Emit a verbatim copy of the lines running from the line with "identify each smoke." through the end of the material below.
* START MATERIAL FOR THIS EXERCISE *
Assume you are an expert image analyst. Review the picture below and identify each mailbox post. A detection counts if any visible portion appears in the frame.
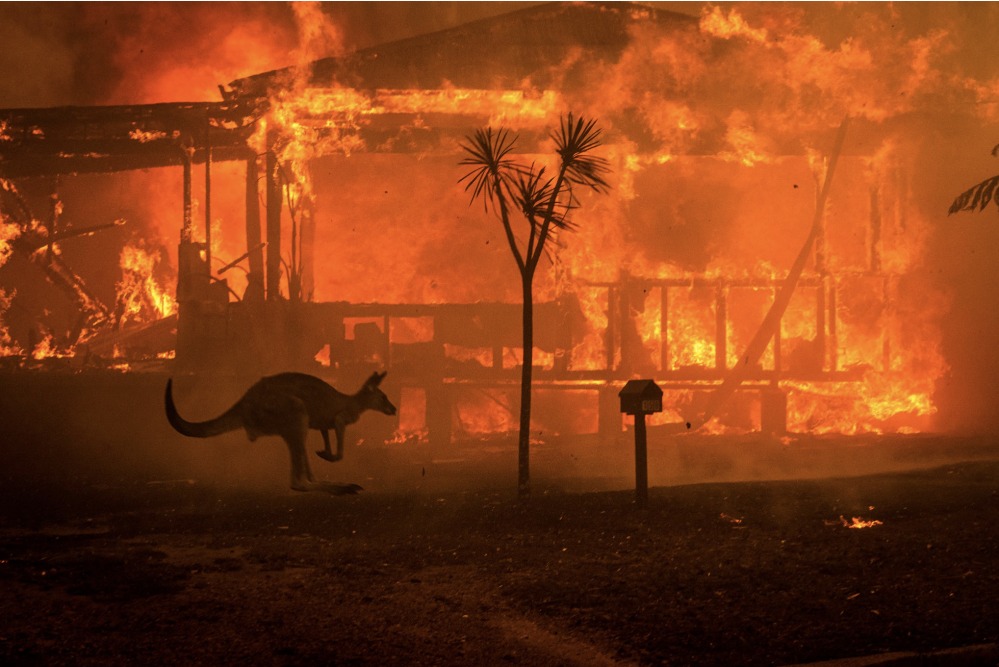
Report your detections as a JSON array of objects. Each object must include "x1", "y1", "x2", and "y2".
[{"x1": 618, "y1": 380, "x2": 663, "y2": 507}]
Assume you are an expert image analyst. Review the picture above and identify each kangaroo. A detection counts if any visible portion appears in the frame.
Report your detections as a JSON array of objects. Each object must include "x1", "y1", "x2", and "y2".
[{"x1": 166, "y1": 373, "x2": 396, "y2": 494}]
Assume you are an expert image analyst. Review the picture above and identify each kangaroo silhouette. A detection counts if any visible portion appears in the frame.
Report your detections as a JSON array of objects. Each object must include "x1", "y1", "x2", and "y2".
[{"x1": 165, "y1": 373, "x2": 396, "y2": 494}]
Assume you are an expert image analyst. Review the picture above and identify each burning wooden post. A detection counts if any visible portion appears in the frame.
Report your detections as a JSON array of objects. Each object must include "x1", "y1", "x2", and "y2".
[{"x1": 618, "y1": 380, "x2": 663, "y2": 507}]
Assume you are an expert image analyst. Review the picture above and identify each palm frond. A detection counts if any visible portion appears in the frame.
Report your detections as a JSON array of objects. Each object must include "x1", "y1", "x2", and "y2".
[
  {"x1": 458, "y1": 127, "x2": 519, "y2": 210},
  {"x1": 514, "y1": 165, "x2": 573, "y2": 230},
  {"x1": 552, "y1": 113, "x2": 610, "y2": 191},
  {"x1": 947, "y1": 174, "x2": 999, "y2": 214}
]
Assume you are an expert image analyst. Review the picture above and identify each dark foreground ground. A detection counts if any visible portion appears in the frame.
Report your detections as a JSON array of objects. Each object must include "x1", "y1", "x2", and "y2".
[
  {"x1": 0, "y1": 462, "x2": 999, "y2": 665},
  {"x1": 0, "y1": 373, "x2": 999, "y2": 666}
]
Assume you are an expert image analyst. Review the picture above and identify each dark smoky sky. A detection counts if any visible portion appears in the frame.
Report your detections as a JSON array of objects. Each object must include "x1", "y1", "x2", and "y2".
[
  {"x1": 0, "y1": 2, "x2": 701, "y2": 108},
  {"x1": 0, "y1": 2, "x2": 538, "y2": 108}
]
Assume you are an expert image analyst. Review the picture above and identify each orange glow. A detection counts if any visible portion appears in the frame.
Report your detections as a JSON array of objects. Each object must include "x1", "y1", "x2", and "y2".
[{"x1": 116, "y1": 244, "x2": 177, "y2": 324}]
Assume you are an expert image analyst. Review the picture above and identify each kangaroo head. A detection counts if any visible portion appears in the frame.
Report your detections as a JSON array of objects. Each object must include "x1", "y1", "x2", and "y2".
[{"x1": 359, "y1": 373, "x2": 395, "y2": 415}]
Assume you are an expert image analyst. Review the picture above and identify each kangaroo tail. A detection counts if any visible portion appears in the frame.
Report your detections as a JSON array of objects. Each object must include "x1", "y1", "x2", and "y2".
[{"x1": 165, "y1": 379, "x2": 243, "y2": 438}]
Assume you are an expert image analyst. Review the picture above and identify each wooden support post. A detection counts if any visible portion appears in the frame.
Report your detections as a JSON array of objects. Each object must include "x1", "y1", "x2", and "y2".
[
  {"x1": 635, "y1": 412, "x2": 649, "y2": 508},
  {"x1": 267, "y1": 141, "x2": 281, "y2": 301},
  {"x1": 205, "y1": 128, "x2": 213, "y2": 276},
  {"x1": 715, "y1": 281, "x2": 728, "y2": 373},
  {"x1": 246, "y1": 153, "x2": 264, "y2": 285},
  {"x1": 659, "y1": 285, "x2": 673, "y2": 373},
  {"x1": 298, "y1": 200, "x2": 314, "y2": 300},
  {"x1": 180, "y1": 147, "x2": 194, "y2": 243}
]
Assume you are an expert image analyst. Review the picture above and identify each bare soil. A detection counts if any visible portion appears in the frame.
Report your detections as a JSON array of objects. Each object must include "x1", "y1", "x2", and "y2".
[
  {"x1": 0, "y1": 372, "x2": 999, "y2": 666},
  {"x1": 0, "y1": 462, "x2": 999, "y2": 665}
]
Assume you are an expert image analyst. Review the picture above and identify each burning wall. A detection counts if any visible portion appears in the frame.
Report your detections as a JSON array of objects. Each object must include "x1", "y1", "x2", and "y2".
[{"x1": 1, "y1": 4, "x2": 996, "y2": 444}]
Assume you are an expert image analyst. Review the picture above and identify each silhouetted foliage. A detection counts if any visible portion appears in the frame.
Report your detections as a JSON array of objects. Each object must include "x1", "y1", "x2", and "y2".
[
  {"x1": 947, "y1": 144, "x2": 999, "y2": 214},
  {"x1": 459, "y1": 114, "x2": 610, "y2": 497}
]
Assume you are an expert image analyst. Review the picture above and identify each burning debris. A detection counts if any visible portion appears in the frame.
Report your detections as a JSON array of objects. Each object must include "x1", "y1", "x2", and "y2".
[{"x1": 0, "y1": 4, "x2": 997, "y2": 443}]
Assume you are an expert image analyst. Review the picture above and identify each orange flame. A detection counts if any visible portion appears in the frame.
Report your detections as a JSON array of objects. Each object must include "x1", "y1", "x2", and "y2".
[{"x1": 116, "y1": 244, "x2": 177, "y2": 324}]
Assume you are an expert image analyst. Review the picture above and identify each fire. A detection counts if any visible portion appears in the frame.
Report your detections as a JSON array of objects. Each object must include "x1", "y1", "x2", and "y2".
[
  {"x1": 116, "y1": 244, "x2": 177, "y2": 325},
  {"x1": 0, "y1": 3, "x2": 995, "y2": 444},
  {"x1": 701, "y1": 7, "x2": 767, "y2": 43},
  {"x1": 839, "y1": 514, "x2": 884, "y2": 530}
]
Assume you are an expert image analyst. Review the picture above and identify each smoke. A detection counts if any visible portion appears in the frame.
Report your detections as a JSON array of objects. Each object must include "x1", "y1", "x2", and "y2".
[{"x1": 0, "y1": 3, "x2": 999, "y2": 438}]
* END MATERIAL FOR THIS EXERCISE *
◆ PROBLEM SOLUTION ◆
Assume you are an expert image analyst. Review the picture above and identify each smoke. A detection counts if any visible portion appears in the frame.
Report your detections as a JSON array of objects. Each object must include "x1", "y1", "x2", and "y2".
[{"x1": 0, "y1": 3, "x2": 999, "y2": 438}]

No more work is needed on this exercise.